• Text excerpt:
#####

South Korean art director (born 1979)

Min Hee-jin (born December 16, 1979) is a South Korean creative director, art director and graphic designer. She is best known as the former executive producer of the K-pop girl group NewJeans and for the legal battles regarding its control.

Min worked at SM Entertainment from 2002 to 2018, starting as a graphic designer, then art director, before becoming creative director later on in 2012, and ultimately becoming part of the board of directors. She led the visual and conceptual identity of groups such as Girls' Generation, Shinee, f(x), Exo, and Red Velvet.

In 2019, she joined Hybe Corporation and oversaw the company's rebranding. She became the CEO of ADOR, a new Hybe subsidiary, in November 2021 and launched NewJeans in July 2022.

Min left ADOR in 2024, following a protracted conflict with Hybe's top executives regarding NewJeans' control and activities. Since late 2025, she has been running a new agency named OOAK, aiming to produce a new boy group.

==Early life==
Min was born on December 16, 1979, in Seoul, South Korea. She attended Seoul Women's University, where she received a degree in visual design.

==Career==
===2002–2018: SM Entertainment===
Min joined SM Entertainment in 2002 as a graphic designer and later rose to the position of creative director, where she led the visual branding of several K-pop groups, including Girls' Generation, Shinee, f(x), Exo, and Red Velvet. Her role at SM involved overseeing the planning and production of album artwork, costumes, and music videos, as well as shaping the overall brand identity of the artists through non-visual means. She is credited with shifting the visual direction of the K-pop industry towards a more concept-driven approach, particularly evident in her work on f(x)'s 2013 album Pink Tape. Min is also known for her innovative and experimental approach to art direction, which contrasted with the formulaic style typically used for first-generation K-pop idols. Notably, she created a special exhibition for the release of f(x)'s 4 Walls album (2015) and orchestrated the "Pathcode" game as part of promotions for Exo's Exodus (2015). Min was promoted to the board of directors at SM Entertainment in 2017, but due to burnout, she left the company by the end of 2018.

#####

Natural language region descriptions
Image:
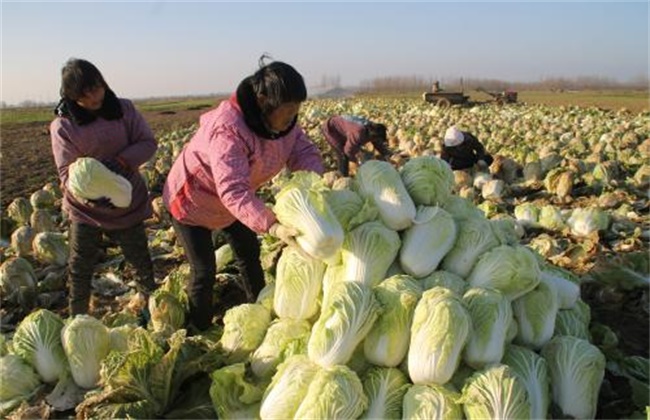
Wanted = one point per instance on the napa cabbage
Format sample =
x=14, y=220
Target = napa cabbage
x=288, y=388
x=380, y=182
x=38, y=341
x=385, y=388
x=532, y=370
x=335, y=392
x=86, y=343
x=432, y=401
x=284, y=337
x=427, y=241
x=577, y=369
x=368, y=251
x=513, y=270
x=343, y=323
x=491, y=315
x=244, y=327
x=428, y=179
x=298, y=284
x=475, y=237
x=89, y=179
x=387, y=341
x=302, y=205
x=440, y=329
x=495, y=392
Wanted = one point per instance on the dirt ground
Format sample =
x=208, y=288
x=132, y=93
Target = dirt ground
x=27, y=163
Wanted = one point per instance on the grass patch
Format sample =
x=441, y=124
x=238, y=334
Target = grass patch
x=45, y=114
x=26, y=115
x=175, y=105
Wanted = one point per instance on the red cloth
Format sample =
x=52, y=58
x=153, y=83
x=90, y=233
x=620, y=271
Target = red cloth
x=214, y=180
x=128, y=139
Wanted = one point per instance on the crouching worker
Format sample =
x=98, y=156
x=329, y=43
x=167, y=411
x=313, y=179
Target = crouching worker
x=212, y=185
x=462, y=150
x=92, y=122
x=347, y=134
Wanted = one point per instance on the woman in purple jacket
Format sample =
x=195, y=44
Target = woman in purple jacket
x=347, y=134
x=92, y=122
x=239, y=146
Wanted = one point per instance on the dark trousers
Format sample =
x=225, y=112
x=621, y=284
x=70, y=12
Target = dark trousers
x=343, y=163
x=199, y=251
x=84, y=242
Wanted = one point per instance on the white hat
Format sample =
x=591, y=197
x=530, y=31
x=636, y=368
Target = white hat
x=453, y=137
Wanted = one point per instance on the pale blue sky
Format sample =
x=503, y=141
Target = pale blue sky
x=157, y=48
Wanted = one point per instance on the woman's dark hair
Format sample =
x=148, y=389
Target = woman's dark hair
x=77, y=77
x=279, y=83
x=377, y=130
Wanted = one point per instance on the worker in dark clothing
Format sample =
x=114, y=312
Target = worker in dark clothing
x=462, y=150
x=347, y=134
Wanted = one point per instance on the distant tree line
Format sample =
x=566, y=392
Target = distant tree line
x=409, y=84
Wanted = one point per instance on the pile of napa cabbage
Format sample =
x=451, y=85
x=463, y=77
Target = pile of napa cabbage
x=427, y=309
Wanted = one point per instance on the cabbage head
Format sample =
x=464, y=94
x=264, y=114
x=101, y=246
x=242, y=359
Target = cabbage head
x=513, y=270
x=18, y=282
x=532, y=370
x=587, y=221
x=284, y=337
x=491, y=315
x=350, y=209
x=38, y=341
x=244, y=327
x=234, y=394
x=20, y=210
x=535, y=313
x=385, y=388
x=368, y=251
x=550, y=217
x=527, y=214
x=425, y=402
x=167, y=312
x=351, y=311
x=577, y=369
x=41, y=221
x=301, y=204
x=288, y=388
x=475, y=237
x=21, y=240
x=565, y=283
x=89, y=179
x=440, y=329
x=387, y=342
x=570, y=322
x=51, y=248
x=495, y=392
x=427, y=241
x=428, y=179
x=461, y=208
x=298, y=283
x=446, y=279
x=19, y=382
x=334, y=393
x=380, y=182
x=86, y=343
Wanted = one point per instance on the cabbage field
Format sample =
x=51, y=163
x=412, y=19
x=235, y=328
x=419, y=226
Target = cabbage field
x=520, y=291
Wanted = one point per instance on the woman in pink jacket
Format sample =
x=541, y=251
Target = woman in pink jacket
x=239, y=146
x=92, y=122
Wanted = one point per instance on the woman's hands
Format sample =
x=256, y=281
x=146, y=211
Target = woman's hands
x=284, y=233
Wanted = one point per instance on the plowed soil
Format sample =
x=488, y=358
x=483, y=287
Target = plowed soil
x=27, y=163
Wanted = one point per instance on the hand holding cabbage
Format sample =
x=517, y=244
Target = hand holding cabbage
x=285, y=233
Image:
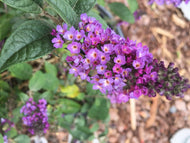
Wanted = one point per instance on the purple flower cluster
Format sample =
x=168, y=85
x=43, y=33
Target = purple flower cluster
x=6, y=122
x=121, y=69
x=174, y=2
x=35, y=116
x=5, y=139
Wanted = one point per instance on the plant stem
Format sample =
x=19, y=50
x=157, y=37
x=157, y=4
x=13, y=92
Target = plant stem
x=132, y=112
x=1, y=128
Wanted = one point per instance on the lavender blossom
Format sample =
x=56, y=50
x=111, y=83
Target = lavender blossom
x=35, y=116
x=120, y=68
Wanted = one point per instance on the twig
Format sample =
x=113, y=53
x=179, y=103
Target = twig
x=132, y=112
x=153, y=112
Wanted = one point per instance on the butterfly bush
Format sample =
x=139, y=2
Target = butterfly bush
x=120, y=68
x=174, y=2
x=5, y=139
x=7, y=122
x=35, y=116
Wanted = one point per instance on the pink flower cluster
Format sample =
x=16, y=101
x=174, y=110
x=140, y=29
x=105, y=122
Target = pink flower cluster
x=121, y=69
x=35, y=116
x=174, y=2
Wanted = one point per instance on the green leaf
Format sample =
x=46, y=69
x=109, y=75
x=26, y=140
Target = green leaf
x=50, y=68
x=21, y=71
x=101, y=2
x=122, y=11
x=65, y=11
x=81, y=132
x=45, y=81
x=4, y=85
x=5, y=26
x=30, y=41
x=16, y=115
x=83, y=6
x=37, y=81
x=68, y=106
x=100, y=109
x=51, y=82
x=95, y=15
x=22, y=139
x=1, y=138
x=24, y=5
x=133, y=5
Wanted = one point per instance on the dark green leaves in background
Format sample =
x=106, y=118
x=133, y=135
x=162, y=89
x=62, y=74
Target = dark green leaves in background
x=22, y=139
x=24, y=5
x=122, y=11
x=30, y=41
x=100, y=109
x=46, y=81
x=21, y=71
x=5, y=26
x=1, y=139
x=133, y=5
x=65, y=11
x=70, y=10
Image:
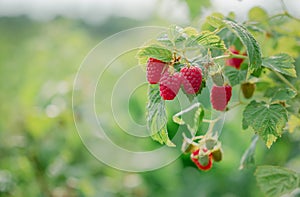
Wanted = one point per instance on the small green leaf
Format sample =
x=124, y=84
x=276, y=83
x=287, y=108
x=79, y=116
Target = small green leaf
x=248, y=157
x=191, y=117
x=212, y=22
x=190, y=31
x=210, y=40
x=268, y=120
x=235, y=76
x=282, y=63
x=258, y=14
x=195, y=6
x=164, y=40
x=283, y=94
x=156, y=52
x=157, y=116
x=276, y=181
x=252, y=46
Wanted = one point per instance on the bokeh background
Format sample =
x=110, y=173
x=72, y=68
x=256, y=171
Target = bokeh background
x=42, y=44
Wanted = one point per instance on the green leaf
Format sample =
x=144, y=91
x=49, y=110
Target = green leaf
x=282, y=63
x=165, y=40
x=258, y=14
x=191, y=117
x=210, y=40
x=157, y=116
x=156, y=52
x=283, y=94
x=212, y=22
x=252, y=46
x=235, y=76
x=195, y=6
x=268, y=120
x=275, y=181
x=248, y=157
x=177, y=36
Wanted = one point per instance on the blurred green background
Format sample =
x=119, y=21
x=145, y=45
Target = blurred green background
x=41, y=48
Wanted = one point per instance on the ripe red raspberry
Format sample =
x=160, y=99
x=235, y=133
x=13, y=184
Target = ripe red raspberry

#####

• How to complete this task:
Retype the Min Hee-jin biography word for word.

• Exercise result:
South Korean art director (born 1979)

Min Hee-jin (born December 16, 1979) is a South Korean creative director, art director and graphic designer. She is best known as the former executive producer of the K-pop girl group NewJeans and for the legal battles regarding its control.

Min worked at SM Entertainment from 2002 to 2018, starting as a graphic designer, then art director, before becoming creative director later on in 2012, and ultimately becoming part of the board of directors. She led the visual and conceptual identity of groups such as Girls' Generation, Shinee, f(x), Exo, and Red Velvet.

In 2019, she joined Hybe Corporation and oversaw the company's rebranding. She became the CEO of ADOR, a new Hybe subsidiary, in November 2021 and launched NewJeans in July 2022.

Min left ADOR in 2024, following a protracted conflict with Hybe's top executives regarding NewJeans' control and activities. Since late 2025, she has been running a new agency named OOAK, aiming to produce a new boy group.

==Early life==
Min was born on December 16, 1979, in Seoul, South Korea. She attended Seoul Women's University, where she received a degree in visual design.

==Career==
===2002–2018: SM Entertainment===
Min joined SM Entertainment in 2002 as a graphic designer and later rose to the position of creative director, where she led the visual branding of several K-pop groups, including Girls' Generation, Shinee, f(x), Exo, and Red Velvet. Her role at SM involved overseeing the planning and production of album artwork, costumes, and music videos, as well as shaping the overall brand identity of the artists through non-visual means. She is credited with shifting the visual direction of the K-pop industry towards a more concept-driven approach, particularly evident in her work on f(x)'s 2013 album Pink Tape. Min is also known for her innovative and experimental approach to art direction, which contrasted with the formulaic style typically used for first-generation K-pop idols. Notably, she created a special exhibition for the release of f(x)'s 4 Walls album (2015) and orchestrated the "Pathcode" game as part of promotions for Exo's Exodus (2015). Min was promoted to the board of directors at SM Entertainment in 2017, but due to burnout, she left the company by the end of 2018.